* [TASK REQUIREMENTS]:
Display each line of the data below that contains the string "white", reproducing every such line in full. The match is case-sensitive.

* [PROVIDED ENTRIES]:
○ ○ ○ ○ ○ ○ ○
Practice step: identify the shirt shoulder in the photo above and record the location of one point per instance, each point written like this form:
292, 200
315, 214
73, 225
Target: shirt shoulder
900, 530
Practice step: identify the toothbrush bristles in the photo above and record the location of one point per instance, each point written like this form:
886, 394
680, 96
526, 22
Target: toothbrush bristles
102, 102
○ ○ ○ ○ ○ ○ ○
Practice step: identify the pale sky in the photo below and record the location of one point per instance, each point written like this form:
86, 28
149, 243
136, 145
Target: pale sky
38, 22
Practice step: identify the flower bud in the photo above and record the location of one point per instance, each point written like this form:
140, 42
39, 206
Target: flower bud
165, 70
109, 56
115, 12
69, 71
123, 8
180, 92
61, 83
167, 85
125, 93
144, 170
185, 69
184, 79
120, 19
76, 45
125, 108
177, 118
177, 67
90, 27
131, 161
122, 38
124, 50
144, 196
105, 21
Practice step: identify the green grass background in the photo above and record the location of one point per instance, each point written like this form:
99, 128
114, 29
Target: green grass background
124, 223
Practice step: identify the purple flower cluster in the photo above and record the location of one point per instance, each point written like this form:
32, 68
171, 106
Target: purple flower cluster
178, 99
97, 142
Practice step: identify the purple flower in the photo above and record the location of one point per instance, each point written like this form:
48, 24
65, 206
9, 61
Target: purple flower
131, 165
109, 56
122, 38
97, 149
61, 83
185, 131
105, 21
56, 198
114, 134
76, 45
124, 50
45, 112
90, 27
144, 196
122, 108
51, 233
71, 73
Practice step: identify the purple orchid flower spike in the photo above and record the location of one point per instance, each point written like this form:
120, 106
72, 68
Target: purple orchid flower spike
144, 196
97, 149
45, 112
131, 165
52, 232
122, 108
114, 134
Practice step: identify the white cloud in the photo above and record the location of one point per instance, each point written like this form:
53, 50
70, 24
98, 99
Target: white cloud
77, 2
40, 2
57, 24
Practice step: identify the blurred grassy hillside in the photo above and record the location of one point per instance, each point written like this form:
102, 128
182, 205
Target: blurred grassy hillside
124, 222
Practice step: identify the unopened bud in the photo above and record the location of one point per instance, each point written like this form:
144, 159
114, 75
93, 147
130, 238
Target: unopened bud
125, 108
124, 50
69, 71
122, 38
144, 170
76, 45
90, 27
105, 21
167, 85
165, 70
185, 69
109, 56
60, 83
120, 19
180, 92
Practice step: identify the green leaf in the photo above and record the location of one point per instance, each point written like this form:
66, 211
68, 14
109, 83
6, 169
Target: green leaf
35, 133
○ ○ ○ ○ ○ ○ ○
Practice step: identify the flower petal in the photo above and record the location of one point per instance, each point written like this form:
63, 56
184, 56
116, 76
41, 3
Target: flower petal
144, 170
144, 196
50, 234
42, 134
○ ○ ○ ○ ○ ○ ○
* [WORKED SOLUTION]:
Practice step: identify the white cloud in the photo above and record the location of one point per instance, each point written like this form:
Target: white cloud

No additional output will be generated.